__EXTRACTED INFORMATION__.
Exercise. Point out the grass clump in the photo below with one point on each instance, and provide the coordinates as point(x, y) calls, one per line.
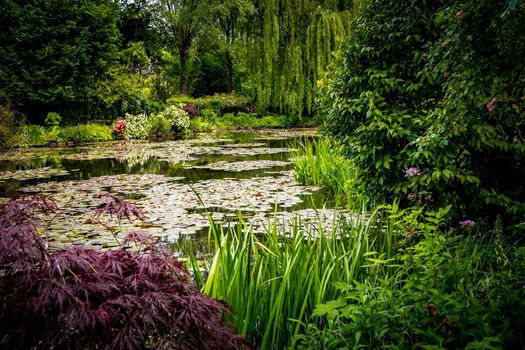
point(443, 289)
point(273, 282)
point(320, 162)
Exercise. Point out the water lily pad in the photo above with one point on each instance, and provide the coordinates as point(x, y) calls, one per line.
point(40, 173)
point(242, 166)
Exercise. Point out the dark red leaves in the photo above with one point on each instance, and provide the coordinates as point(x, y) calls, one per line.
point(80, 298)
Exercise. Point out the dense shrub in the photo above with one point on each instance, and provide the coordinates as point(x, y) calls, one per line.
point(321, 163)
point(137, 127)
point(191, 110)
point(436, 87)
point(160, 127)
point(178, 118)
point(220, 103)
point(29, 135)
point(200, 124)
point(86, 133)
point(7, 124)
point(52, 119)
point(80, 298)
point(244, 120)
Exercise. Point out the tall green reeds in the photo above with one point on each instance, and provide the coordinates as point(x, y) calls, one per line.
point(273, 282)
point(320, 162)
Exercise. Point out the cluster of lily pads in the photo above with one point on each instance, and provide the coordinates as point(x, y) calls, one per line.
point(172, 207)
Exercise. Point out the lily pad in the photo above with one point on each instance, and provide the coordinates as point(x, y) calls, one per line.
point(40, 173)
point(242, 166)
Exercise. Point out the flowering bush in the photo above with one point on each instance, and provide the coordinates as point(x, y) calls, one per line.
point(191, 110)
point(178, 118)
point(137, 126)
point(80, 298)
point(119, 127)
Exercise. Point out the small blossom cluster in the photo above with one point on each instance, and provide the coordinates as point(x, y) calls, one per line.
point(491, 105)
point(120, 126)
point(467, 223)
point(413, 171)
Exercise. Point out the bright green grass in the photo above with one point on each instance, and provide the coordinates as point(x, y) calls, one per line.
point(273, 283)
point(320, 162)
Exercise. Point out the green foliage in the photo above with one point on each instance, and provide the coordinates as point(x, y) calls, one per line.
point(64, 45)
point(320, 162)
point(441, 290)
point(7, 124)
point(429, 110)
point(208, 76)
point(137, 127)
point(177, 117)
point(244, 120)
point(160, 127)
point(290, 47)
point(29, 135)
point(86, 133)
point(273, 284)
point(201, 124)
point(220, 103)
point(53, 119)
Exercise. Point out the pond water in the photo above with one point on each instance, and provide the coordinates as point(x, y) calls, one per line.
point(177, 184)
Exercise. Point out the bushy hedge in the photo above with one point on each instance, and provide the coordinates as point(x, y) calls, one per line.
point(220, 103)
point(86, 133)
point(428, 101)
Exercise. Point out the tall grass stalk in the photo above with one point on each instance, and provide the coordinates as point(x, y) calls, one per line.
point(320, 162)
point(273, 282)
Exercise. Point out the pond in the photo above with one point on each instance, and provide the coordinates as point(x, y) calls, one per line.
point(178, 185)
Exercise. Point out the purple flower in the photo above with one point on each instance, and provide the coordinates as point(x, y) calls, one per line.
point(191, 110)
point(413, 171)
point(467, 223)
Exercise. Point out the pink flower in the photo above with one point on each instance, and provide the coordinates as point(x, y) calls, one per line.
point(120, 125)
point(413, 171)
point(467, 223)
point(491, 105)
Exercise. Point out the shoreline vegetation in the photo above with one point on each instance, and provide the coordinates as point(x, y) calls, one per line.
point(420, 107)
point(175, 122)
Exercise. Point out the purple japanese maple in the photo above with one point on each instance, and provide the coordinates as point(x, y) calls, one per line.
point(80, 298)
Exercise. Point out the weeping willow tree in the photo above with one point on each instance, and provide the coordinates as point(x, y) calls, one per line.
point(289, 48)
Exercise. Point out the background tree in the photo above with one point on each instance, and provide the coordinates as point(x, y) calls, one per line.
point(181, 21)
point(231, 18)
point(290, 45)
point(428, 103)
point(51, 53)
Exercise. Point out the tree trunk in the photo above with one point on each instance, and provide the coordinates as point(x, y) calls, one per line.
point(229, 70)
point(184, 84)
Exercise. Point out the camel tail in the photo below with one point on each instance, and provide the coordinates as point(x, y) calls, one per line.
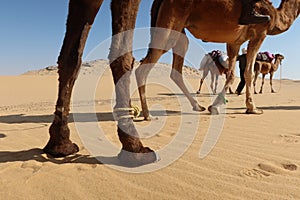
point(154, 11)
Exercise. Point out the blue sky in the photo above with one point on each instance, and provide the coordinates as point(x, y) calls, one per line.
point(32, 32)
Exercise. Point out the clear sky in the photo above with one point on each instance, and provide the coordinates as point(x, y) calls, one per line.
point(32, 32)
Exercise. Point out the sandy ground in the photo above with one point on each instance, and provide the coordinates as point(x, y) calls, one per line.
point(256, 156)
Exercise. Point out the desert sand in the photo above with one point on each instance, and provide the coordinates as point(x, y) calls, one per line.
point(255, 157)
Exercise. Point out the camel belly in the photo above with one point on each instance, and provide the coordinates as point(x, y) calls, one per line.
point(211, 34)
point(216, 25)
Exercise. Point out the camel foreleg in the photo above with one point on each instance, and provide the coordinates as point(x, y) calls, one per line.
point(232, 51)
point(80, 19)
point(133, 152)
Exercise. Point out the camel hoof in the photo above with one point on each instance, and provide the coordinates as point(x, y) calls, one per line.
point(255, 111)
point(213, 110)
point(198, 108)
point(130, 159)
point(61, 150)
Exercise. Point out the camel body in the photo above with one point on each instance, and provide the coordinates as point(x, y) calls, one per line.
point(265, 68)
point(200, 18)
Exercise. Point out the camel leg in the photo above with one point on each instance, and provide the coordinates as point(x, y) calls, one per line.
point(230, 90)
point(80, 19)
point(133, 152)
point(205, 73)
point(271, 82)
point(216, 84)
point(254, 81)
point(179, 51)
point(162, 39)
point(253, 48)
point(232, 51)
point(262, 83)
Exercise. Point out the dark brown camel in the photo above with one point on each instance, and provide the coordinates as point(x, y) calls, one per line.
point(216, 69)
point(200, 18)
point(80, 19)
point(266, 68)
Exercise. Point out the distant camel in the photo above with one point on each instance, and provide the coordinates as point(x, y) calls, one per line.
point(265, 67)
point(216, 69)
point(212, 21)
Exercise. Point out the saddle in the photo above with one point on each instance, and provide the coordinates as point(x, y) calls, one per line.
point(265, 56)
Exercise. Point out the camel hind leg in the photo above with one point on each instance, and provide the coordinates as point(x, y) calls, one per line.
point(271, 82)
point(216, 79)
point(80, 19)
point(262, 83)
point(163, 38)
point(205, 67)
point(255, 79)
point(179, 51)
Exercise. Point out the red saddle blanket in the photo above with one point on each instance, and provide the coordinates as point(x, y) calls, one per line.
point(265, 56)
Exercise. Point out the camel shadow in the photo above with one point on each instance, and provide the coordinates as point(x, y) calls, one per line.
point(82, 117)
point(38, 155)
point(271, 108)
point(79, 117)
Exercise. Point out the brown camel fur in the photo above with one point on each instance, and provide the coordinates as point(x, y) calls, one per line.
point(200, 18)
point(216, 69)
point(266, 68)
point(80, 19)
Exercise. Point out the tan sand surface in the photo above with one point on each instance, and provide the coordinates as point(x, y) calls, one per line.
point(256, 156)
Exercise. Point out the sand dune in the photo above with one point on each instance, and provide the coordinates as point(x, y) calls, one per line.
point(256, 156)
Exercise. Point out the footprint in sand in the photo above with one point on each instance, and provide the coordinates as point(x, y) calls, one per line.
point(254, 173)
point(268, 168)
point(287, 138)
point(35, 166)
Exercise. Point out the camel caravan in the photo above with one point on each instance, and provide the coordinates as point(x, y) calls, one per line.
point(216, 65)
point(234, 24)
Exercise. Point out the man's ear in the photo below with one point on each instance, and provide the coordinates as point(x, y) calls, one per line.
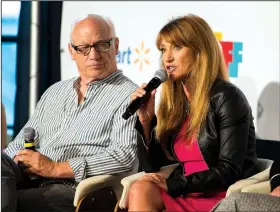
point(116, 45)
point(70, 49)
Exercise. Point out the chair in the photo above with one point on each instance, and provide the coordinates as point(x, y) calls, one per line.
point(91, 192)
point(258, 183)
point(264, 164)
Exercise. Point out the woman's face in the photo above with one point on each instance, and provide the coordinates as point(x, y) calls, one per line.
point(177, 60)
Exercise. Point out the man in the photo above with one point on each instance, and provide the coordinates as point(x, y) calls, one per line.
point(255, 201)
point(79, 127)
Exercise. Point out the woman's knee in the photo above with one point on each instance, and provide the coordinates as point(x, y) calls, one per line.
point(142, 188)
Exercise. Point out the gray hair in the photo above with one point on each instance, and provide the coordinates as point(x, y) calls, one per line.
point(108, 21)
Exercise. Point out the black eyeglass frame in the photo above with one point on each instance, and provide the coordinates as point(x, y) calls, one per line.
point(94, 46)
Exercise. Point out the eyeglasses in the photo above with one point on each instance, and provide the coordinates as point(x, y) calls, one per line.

__WHAT THIS TASK INVOLVES__.
Every line from the one containing "Exercise. Point out the chair" to the end of the entries must be set down exactly, with none omitted and none added.

__WRITTEN SOLUTION__.
Exercise. Point out the chair in the photo above with one point on each instance, and provide the coordinates as point(x, y) calls, one per line.
point(91, 192)
point(258, 183)
point(264, 164)
Exercise. Point out the woman's face in the photo above with one point on each instance, and provide the coordinates as point(x, y) calls, one per line.
point(177, 60)
Exercise. Point out the man in the photo above with one point on each instance, and provide the coordinates as point(x, y) calls, one per line.
point(255, 201)
point(79, 127)
Exercise. Point out the woman's knee in the photo above with one point on each instance, and provide the coordinates as point(x, y) calls, one per line.
point(142, 188)
Exercise. Point out the gray hair in the photo above with one point on each instance, and provide the coordinates as point(x, y) calls, one per line.
point(108, 21)
Exercise. Point out the black eyeglass frame in the photo above with one point on each instance, and provide the coordinates as point(x, y) calls, one per line.
point(94, 46)
Exercise. Point out the eyeglasses in the photo above with one point on each instance, and provide the coordinates as point(x, y) calls, one per line.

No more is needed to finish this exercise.